**Stated problem**.
Retype the following records precisely as they appear, leaving out the pictures.

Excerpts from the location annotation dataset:
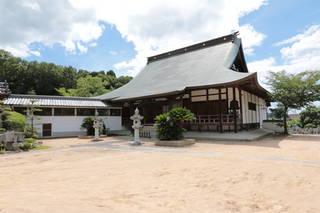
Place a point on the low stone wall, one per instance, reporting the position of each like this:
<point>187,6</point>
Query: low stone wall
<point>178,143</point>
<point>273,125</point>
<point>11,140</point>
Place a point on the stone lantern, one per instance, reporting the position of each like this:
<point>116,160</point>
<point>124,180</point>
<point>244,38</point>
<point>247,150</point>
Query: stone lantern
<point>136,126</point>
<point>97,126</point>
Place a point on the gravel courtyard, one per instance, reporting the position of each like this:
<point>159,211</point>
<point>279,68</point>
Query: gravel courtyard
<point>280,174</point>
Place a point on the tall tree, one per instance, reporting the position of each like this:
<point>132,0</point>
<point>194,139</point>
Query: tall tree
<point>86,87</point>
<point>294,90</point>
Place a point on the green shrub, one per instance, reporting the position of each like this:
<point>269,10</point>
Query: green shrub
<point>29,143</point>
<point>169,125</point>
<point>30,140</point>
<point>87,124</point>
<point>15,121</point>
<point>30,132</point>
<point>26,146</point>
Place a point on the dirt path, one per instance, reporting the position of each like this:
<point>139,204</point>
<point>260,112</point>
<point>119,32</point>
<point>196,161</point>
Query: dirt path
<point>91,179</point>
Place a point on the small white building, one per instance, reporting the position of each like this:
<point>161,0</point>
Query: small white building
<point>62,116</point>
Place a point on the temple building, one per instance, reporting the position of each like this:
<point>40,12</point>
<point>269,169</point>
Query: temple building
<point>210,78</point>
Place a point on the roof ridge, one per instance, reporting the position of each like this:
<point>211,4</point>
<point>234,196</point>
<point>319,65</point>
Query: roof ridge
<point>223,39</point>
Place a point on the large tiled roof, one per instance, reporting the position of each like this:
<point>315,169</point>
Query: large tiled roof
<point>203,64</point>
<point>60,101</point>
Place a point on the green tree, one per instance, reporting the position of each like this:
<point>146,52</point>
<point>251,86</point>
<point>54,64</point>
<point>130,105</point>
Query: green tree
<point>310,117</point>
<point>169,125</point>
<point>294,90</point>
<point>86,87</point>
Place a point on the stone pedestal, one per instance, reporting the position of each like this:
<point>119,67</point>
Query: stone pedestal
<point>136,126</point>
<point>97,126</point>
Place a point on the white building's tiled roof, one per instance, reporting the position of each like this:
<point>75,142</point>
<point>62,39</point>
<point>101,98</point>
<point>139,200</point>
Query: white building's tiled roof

**Answer to the problem**.
Place a point on the low stone wall, one per instance, reporting the position of each like this:
<point>187,6</point>
Query: low stone wall
<point>178,143</point>
<point>273,125</point>
<point>11,140</point>
Place a point on the stone lantern, one per instance, reporting the position of each like this:
<point>116,160</point>
<point>124,180</point>
<point>244,38</point>
<point>247,150</point>
Query: stone lantern
<point>136,126</point>
<point>97,126</point>
Place a point on the gravel courtyard, one per instance, reporting the position of each like this:
<point>159,211</point>
<point>279,68</point>
Query: gravel courtyard
<point>280,174</point>
Place a point on the tall tree, one per instance, reporting the position of each like this:
<point>132,0</point>
<point>194,139</point>
Query: tall tree
<point>86,87</point>
<point>294,90</point>
Place a point on the green shrub, one per instance, reporting the position of each like this:
<point>269,10</point>
Query: green shrub
<point>29,143</point>
<point>169,125</point>
<point>30,140</point>
<point>87,124</point>
<point>15,121</point>
<point>30,132</point>
<point>26,146</point>
Place a point on the dirt path, one per instance, reporting the position of each like this:
<point>139,204</point>
<point>260,112</point>
<point>119,32</point>
<point>196,161</point>
Query: dirt path
<point>91,179</point>
Place a point on the small white building, one per instance, reporting the position of each like this:
<point>161,0</point>
Query: small white building
<point>62,116</point>
Place a point on the temple building, one per instance, reporting the position of each like this:
<point>40,12</point>
<point>269,169</point>
Query: temple building
<point>210,78</point>
Place a point on the roof ridge, one per instance, reporting the position of each like this:
<point>211,4</point>
<point>234,196</point>
<point>319,65</point>
Query: roof ridge
<point>223,39</point>
Place a point on the large tiled roof, one per instance, reporting the position of each like this:
<point>315,169</point>
Query: large tiled roof
<point>203,64</point>
<point>60,101</point>
Place a point on the green tree, one per instance, reporting the position of each like this:
<point>146,52</point>
<point>251,86</point>
<point>54,64</point>
<point>130,105</point>
Query: green tree
<point>310,117</point>
<point>169,125</point>
<point>294,90</point>
<point>86,87</point>
Place a point on the stone pedestal, one per instance, reporting the position of each like this:
<point>119,67</point>
Query: stone pedestal
<point>136,126</point>
<point>97,126</point>
Place a point on the white building's tiled roof, one per instance, reporting the position of each like this:
<point>75,142</point>
<point>62,39</point>
<point>101,98</point>
<point>139,200</point>
Query: white building's tiled roof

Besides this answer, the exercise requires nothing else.